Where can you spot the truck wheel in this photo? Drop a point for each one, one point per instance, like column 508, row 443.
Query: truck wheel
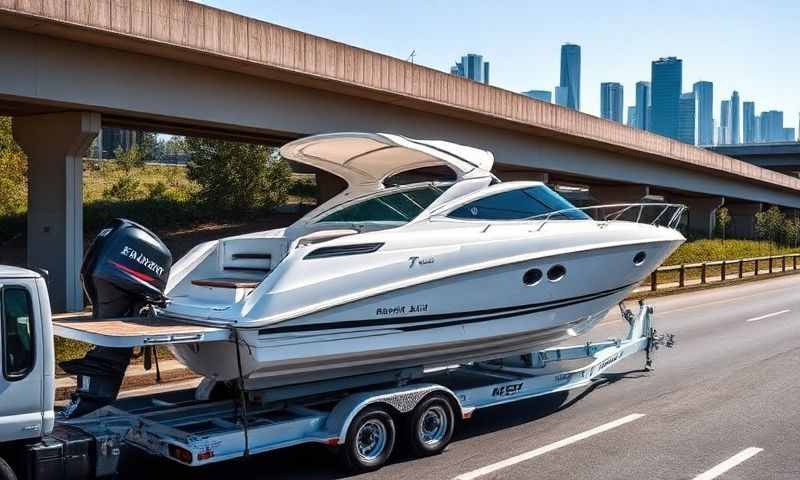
column 429, row 428
column 369, row 442
column 5, row 471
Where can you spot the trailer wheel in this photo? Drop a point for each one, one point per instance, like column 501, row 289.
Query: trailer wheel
column 369, row 442
column 5, row 471
column 429, row 428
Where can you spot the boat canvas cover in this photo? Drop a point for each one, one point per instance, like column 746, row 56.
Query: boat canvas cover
column 366, row 159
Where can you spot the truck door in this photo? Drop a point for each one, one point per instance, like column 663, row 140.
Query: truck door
column 21, row 402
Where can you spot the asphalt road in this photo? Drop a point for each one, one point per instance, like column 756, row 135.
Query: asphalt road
column 728, row 396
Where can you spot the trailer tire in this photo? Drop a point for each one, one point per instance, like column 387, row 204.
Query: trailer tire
column 429, row 427
column 5, row 471
column 370, row 440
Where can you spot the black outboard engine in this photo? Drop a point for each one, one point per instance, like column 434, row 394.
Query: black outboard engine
column 124, row 271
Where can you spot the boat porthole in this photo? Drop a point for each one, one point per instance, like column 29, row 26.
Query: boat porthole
column 556, row 273
column 532, row 276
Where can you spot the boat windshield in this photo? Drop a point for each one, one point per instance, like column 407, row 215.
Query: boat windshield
column 399, row 207
column 519, row 204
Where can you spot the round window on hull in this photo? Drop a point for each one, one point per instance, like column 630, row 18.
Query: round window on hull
column 532, row 276
column 556, row 273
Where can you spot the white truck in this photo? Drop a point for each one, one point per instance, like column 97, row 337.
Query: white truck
column 363, row 417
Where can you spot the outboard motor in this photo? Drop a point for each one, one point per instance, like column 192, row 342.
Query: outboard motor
column 124, row 271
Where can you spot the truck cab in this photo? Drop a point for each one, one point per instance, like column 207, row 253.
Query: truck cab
column 26, row 357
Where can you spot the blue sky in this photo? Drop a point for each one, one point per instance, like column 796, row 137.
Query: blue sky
column 749, row 46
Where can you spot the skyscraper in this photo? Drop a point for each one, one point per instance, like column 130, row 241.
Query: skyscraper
column 472, row 67
column 643, row 105
column 543, row 95
column 749, row 122
column 725, row 122
column 632, row 117
column 562, row 95
column 734, row 119
column 611, row 101
column 666, row 82
column 704, row 112
column 686, row 118
column 571, row 74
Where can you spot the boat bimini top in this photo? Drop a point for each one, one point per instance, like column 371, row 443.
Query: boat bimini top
column 365, row 160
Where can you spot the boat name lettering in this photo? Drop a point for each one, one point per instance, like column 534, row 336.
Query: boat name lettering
column 507, row 390
column 143, row 260
column 420, row 261
column 402, row 309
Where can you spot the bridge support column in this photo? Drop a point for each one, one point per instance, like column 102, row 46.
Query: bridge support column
column 619, row 194
column 55, row 144
column 702, row 214
column 743, row 219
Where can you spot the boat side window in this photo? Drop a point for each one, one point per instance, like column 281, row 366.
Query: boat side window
column 17, row 332
column 395, row 207
column 518, row 205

● What you need to do: Every record, from top to bottom, gets written out exactly; no picture goes into the copy.

● Answer for this exercise:
Where can you spot the truck wheel in this photo? Drop a point for each one, one point per instance, like column 508, row 443.
Query: truck wheel
column 429, row 428
column 369, row 442
column 5, row 471
Where can you spot the trailer wheel in this photo? Drop a point for each one, one point per instance, like column 501, row 289.
Query: trailer wheel
column 369, row 442
column 5, row 471
column 429, row 428
Where can you spot the boat canvas cover in this photo? Drop a point for each one, one point per instance, like column 746, row 56.
Query: boat canvas cover
column 366, row 159
Where can you spot the truck door in this photo? Drop a point for each one, one point per instance, like column 663, row 140.
Query: truck door
column 21, row 402
Where can you spot the asphalt road in this photo? Drop a point for each one, one point per instance, like column 756, row 135.
Query: asphalt road
column 728, row 396
Where can you spot the trailer tire in this photo? Drop a point for each one, one point per instance, like column 387, row 204.
Query: trailer tire
column 429, row 427
column 5, row 471
column 370, row 440
Where can you spot the black outboard engine in this photo? Drop a point for each one, one point per instance, like column 434, row 394.
Query: black outboard engine
column 124, row 271
Where can you spot the boat porthole in this photo? Drop a point for each one, one point per instance, like column 29, row 26.
Query: boat porthole
column 556, row 273
column 532, row 276
Where can you spot the boat windshield in this photo? Drop a point for each one, one point per instance, like column 407, row 215.
Query: boat windshield
column 399, row 207
column 519, row 204
Where can you spot the round window on hull in this photo? Drop a point for each one, one point per instance, like column 630, row 18.
Query: round window on hull
column 532, row 276
column 556, row 273
Where can you spot the white truck in this photo? Drop a point for each one, one point per instance, like column 97, row 337.
Query: white truck
column 363, row 417
Where can you spot the outboard motor in this photo? Drop a point for each one, one point per instance, like column 192, row 342.
Query: outboard motor
column 124, row 271
Where can you spot the truck cab in this photo? Drop a point for each one, one point per instance, like column 207, row 253.
Query: truck cab
column 26, row 357
Where can you spot the blue sky in this photo? Drop a point for each one, one point per instance, like column 796, row 137.
Query: blue sky
column 749, row 46
Where can you spot the skyscraper in this photo? Drop a point for each one, one point per instance, like column 130, row 241.
Query: skyscraper
column 472, row 67
column 643, row 105
column 543, row 95
column 749, row 122
column 725, row 122
column 632, row 117
column 562, row 95
column 734, row 119
column 611, row 101
column 666, row 82
column 704, row 112
column 686, row 118
column 571, row 74
Where can you spot the boat bimini top in this photo? Drop a point for each one, one point per instance, like column 371, row 443.
Query: boat bimini top
column 365, row 160
Where can you spot the boat name lettering in this photo? Drop a point for each one, one point per instance, like column 534, row 336.
Query: boat name lettering
column 507, row 390
column 143, row 260
column 420, row 261
column 402, row 309
Where can you spot the bridge support column in this photo? Drop a point for each one, one point per instance, like column 102, row 46.
Query: bridge support column
column 619, row 194
column 55, row 144
column 702, row 214
column 743, row 219
Where can you spot the boat side window in this photo? Drop a point for each one, one point per instance, like column 281, row 366.
Query: boat side window
column 17, row 332
column 395, row 207
column 518, row 205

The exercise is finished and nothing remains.